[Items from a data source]
.....
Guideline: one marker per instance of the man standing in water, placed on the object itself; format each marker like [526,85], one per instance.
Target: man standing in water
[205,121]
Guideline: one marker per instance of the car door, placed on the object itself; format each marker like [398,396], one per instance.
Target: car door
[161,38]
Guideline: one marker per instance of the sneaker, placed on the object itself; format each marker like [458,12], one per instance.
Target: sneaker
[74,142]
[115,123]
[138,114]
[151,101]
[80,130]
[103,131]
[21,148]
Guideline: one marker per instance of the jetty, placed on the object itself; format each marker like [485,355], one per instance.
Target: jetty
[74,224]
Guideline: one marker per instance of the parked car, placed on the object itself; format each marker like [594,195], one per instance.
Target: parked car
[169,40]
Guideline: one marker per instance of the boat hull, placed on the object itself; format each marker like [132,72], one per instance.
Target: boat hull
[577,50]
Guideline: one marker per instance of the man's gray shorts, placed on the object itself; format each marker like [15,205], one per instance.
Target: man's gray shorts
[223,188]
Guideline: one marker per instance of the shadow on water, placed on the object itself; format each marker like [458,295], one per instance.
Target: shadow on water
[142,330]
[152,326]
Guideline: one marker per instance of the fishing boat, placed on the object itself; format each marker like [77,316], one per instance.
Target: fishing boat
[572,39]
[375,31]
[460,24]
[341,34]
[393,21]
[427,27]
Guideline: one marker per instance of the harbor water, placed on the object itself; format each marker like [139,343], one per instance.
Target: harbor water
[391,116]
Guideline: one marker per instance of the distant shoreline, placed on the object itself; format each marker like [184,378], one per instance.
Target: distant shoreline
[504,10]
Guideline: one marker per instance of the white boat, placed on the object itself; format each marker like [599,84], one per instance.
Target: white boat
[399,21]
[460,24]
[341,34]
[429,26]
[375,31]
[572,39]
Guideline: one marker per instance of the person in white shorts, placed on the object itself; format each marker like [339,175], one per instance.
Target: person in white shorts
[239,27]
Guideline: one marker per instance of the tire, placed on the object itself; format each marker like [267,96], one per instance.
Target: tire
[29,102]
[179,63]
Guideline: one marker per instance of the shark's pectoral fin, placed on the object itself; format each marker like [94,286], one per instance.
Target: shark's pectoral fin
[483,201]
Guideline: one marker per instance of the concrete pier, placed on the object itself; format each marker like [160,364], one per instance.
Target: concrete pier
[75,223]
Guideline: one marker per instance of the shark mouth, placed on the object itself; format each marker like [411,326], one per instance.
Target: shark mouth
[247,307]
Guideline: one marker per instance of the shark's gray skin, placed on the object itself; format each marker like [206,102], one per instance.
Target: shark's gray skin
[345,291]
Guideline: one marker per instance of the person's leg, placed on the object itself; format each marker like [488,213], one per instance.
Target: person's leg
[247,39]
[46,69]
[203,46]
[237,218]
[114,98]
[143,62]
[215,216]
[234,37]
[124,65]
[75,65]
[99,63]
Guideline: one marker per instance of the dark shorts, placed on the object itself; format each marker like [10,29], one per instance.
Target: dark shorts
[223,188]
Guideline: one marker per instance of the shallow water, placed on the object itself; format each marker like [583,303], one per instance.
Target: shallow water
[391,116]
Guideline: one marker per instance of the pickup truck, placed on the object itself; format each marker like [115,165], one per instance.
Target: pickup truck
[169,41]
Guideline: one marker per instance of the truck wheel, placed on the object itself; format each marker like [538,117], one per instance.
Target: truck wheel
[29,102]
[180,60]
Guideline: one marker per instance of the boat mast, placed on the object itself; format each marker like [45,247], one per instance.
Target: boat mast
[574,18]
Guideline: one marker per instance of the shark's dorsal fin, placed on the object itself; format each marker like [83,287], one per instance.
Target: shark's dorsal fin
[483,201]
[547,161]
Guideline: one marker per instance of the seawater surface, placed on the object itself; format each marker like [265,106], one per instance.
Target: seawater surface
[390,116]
.....
→ Short task: Emit verbatim the lines running from the one with "Guideline: one marker per instance of the person's" through the last line of the data, both endpoints inclusive.

→ Solution to the exercise:
Guideline: one marker per instance of the person's leg, placed on the object itself; format each marker like [488,213], one per instance.
Target: person's leg
[247,39]
[46,69]
[203,46]
[237,218]
[114,98]
[143,62]
[215,216]
[234,37]
[124,65]
[75,65]
[99,63]
Guideline: one marker per instance of the dark shorts, placed on the object itself; format each marker like [10,29], one per instance.
Target: dark shorts
[223,188]
Guideline: one marker per instance of the shallow water, placed on the object itself; format each marker like [583,303], one per instance.
Target: shallow water
[391,116]
Guideline: one marker per instance of the pickup truck, placed on the object itself; format each marker like [115,165], one per instance.
Target: pickup truck
[169,41]
Guideline: one marker per instance of the truck wheel, placed on the object itself; format each marker like [538,117], one per instance.
Target: truck wheel
[29,102]
[180,60]
Guideline: one marker per instance of the boat mast, placed on the object itself; format each marker like [45,247], one per instance.
Target: boat mast
[574,18]
Guideline: one marker per instance of the shark's dorsal fin, placed on the object itself; format each marker like [83,287], one per instance.
Target: shark's dorsal fin
[483,201]
[547,161]
Guideline: one marker per instance of the seawater surface, placed on the object itself; format each marker like [265,106], one per instance.
Target: seawater surface
[390,116]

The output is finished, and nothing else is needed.